:: Passage given ::
===============
Quad Consulting Pty Ltd v David R. Bleakley & Associates Pty Ltd

Case

[1991] FCA 385

28 JUNE 1991

No judgment structure available for this case.

Re: QUAD CONSULTING PTY LIMITED
And: DAVID R. BLEAKLEY AND ASSOCIATES PTY LIMITED
No. N G243 of 1990
FED No. 385
Practice

COURT

IN THE FEDERAL COURT OF AUSTRALIA


NEW SOUTH WALES DISTRICT REGISTRY
GENERAL DIVISION
Burchett J.(1)
CATCHWORDS

Practice - security for costs - factors to be taken into account in exercising discretion to increase security already provided pursuant to a consent order - relevance of the fact of consent and that the original security was provided, by the terms of the order, for the whole of the proceedings, and not simply up to the end of pleadings or some other stage of preparation - whether there is a "two-thirds rule" in respect of the finding of the quantum of security - particular matters affecting the exercise of the discretion involved.

HEARING

SYDNEY

#DATE 28:6:1991

Counsel for the Applicant: Mr G.T. Johnson

Solicitors for the Applicant: Messrs Werry Altobelli

Counsel for the Respondent: Mr N.A. Cotman

Solicitors for the Respondent: Messrs Marshall Marks Kennedy

ORDER

The Court orders that the application made in the respondent's notice of motion be refused with costs.

Note: Settlement and entry of orders is dealt with in Order 36 of the Federal Court Rules.
===============
:: Data excerpt ::
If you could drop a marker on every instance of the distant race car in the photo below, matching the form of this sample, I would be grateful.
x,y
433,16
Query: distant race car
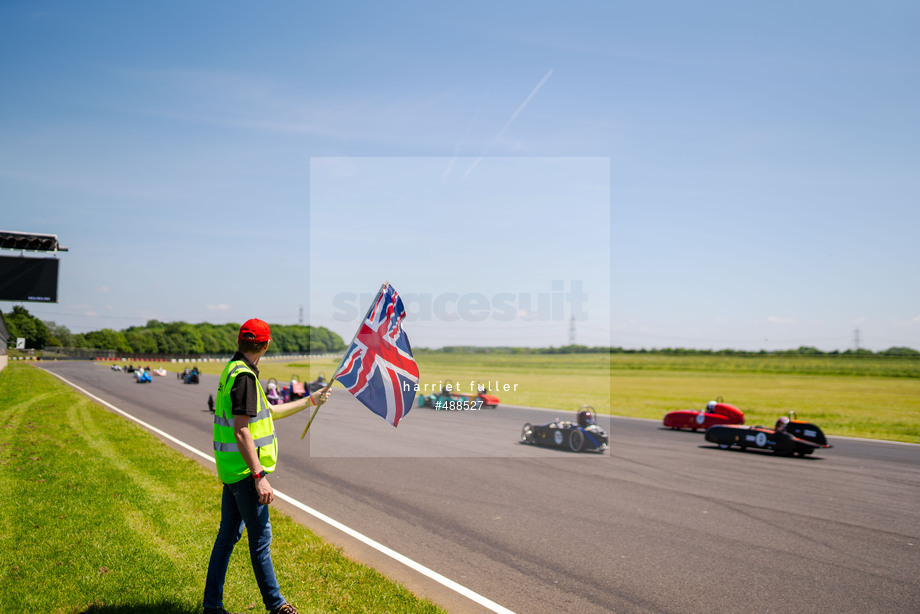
===============
:: Exercise requirements ::
In the case record above, rewrite the paragraph beginning "Practice - security for costs" as a short bulleted list that keeps its main points.

:: Answer for this exercise ::
- Subject: practice, specifically security for costs
- Factors the court weighs when deciding whether to increase security already given under a consent order
- Relevance of the fact that the order was made by consent
- Relevance of the order's terms providing security for the whole proceedings, not only up to the end of pleadings or another preparation stage
- Whether a "two-thirds rule" applies to setting the amount of security
- Particular matters affecting how the discretion is exercised